TASKS TO COMPLETE:
1 > In the Tenneco filing, rewrite the part that opens with the words containing "Registrant’s telephone number, including" and closes with "(17 CFR 230.425)", swapping "box" for "checkbox".
2 > Answer these questions from the Tenneco filing:
(a) What was the total amount of the senior notes offered?
(b) Which bank serves as trustee?
(c) On what date will the 2026 Notes mature?

TEXT SEGMENT:
——————

8-K

 

 

UNITED STATES

SECURITIES AND EXCHANGE COMMISSION

WASHINGTON, DC 20549

 

 

FORM 8-K

 

 

CURRENT REPORT

PURSUANT TO SECTION 13 OR 15(d)

OF THE SECURITIES EXCHANGE ACT OF 1934

Date of report (Date of earliest event reported): June 13, 2016 (June 13, 2016)

 

 

TENNECO INC.

(Exact Name of Registrant as Specified in Charter)

 

 

 

Delaware   1-12387   76-0515284

(State or Other Jurisdiction

of Incorporation)

 

(Commission

File Number)

 

(IRS Employer

Identification No.)

500 NORTH FIELD DRIVE, LAKE FOREST,

ILLINOIS

  60045
(Address of Principal Executive Offices)   (Zip Code)

Registrant’s telephone number, including area code: (847) 482-5000

 

 

Check the appropriate box below if the Form 8-K filing is intended to simultaneously satisfy the filing obligation of the registrant under any of the following provisions:

 

¨ Written communications pursuant to Rule 425 under the Securities Act (17 CFR 230.425)

 

¨ Soliciting material pursuant to Rule 14a-12 under the Exchange Act (17 CFR 240.14a-12)

 

¨ Pre-commencement communications pursuant to Rule 14d-2(b) under the Exchange Act (17 CFR 240.14d-2(b))

 

¨ Pre-commencement communications pursuant to Rule 13e-4(c) under the Exchange Act (17 CFR 240.13e-4(c))

 

 

 


ITEM 1.01 ENTRY INTO A MATERIAL DEFINITIVE AGREEMENT.

On June 13, 2016, Tenneco Inc. (“Tenneco”) completed its previously announced public offering of $500 million 5.00% senior notes due 2026 (the “2026 Notes”).

The 2026 Notes were issued pursuant to the Second Supplemental Indenture, dated as of June 13, 2016 (the “Supplemental Indenture”), to the Indenture, dated as of December 5, 2014 (the “Base Indenture,” as supplemented by the Supplemental Indenture, the “Indenture”), among Tenneco, each of Tenneco’s material domestic wholly-owned subsidiaries that also guarantee Tenneco’s senior credit facility (the “Subsidiary Guarantors”) and U.S. Bank National Association, as trustee.

The 2026 Notes are general senior obligations of Tenneco and will mature on July 15, 2026, with interest payable semi-annually on January 15 and July 15, beginning on January 15, 2017. The 2026 Notes are guaranteed by each of the Subsidiary Guarantors. These subsidiary guarantees are general senior obligations of the Subsidiary Guarantors. The 2026 Notes and subsidiary guarantees are not secured by any assets of Tenneco or the Subsidiary Guarantors.

——————

(Records taken from a dataset)
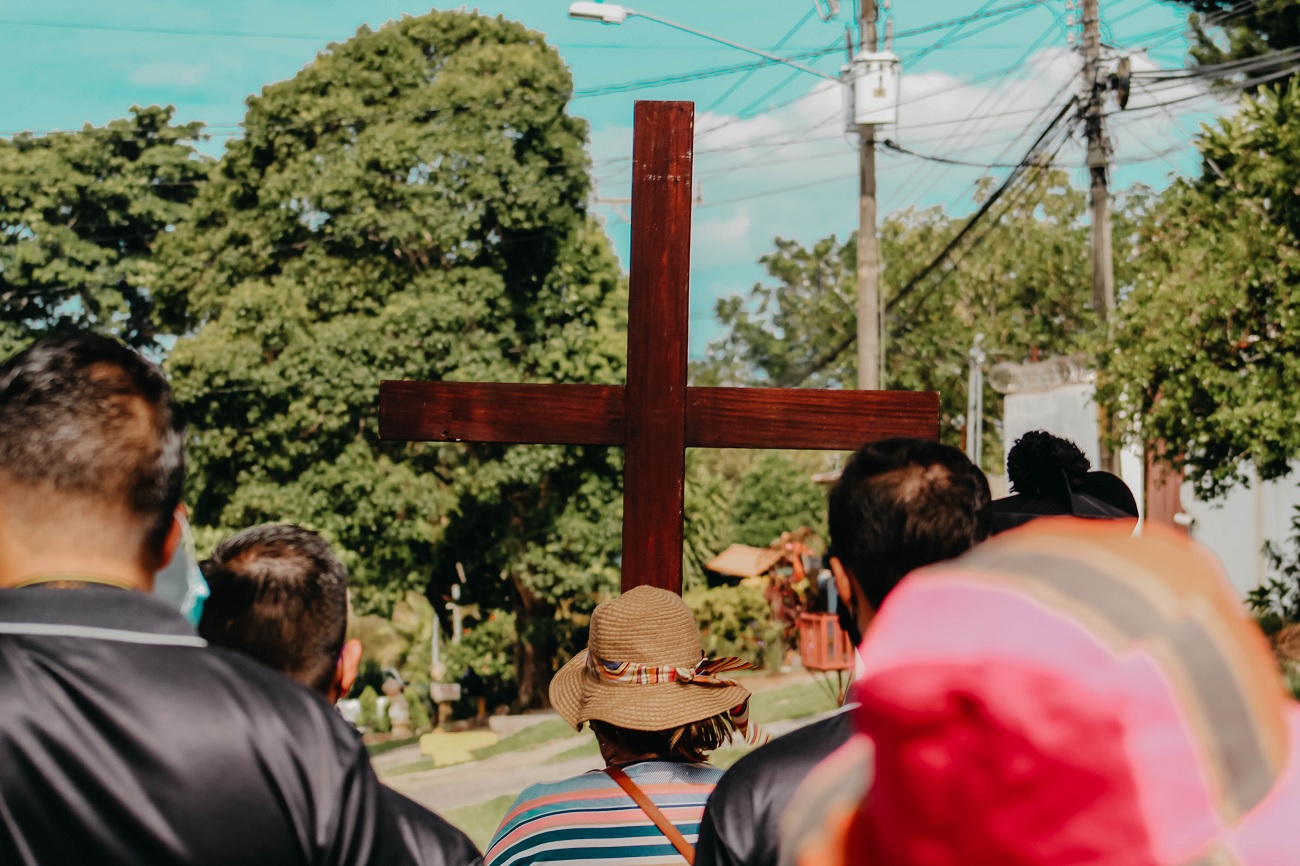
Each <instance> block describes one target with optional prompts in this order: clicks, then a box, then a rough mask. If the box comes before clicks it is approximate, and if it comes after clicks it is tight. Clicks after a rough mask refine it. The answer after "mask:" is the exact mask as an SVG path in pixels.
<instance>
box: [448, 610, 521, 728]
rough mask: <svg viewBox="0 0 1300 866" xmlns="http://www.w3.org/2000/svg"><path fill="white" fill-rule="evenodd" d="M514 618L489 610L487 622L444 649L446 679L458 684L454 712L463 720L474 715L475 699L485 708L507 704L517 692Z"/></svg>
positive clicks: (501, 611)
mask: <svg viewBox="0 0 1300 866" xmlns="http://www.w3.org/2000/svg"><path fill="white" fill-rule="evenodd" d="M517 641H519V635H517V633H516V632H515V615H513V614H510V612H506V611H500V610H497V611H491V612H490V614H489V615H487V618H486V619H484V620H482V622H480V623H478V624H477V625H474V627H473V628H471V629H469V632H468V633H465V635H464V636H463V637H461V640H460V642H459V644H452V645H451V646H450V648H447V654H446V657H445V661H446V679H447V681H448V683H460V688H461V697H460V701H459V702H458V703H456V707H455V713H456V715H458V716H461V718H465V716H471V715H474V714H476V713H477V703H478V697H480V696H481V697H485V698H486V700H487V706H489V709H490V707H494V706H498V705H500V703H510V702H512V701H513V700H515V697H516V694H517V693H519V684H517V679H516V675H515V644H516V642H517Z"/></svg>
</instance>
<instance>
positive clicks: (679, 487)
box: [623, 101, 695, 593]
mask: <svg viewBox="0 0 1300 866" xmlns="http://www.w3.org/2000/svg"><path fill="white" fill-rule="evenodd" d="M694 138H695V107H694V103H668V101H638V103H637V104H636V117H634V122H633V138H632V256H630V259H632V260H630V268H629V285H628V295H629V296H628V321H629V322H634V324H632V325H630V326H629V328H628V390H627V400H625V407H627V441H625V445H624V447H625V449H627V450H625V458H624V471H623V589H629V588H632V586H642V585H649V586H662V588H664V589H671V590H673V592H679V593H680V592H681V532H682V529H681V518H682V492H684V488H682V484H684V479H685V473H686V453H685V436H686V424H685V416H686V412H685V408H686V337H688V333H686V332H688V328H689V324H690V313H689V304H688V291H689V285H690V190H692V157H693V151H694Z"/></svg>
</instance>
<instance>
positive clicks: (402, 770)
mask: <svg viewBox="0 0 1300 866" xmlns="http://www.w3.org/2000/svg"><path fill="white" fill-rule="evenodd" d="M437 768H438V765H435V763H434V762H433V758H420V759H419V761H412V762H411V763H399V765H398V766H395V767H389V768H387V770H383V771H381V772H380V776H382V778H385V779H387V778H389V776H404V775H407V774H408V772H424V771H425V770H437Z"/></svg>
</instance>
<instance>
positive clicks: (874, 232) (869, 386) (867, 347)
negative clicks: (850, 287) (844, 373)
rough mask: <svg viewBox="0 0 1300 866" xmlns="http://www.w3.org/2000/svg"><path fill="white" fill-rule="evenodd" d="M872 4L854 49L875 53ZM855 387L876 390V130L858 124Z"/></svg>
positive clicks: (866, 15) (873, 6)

——————

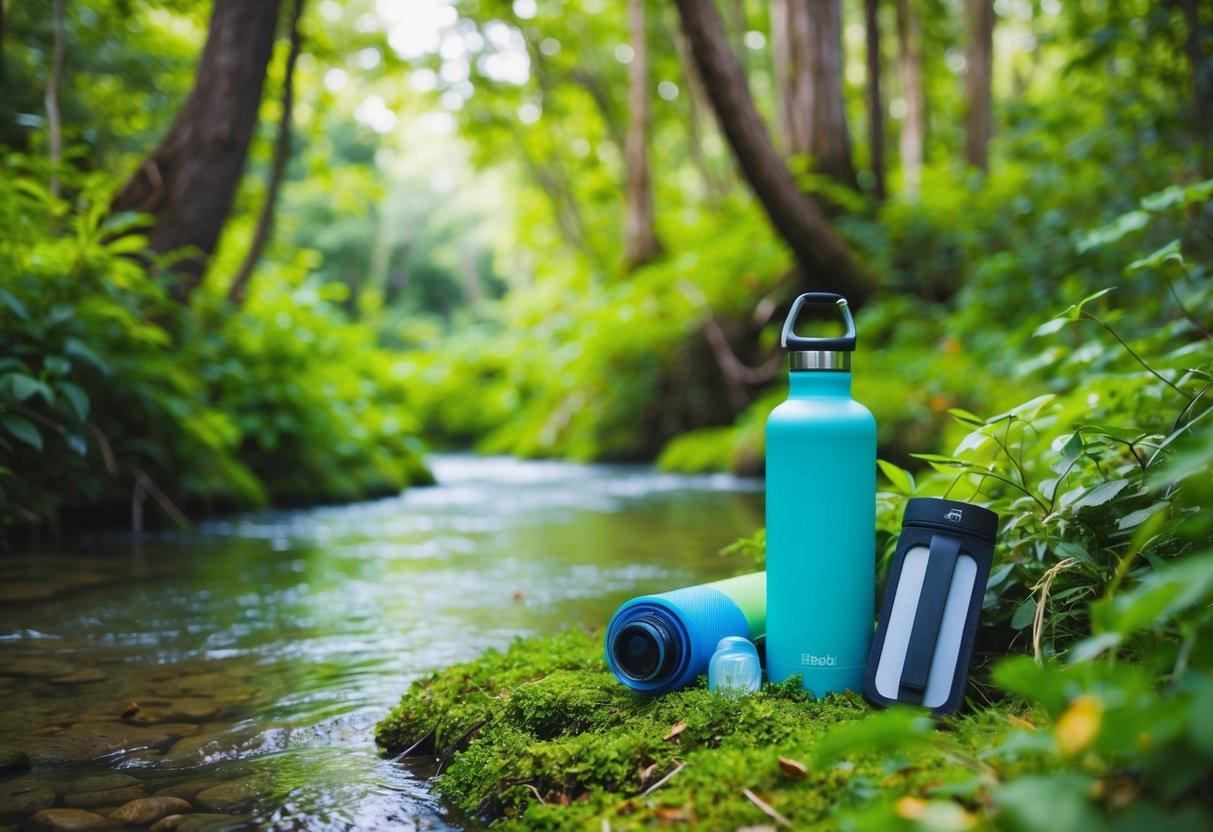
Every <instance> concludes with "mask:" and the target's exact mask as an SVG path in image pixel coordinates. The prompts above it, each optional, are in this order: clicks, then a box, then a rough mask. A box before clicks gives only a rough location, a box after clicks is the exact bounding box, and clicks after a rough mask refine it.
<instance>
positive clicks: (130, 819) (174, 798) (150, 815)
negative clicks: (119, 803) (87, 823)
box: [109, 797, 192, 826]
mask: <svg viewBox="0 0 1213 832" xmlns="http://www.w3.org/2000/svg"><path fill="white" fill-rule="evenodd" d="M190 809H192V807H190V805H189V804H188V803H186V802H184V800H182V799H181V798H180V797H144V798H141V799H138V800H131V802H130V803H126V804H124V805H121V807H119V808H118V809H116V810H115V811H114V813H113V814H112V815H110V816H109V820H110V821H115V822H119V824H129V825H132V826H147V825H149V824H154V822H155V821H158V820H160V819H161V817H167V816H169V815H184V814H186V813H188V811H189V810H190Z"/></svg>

——————

ANSWERS TO THIS EXERCISE:
1 >
Registrant’s telephone number, including area code: (847) 482-5000

 

 

Check the appropriate checkbox below if the Form 8-K filing is intended to simultaneously satisfy the filing obligation of the registrant under any of the following provisions:

 

¨ Written communications pursuant to Rule 425 under the Securities Act (17 CFR 230.425)

2 >
(a) $500 million
(b) U.S. Bank National Association
(c) July 15, 2026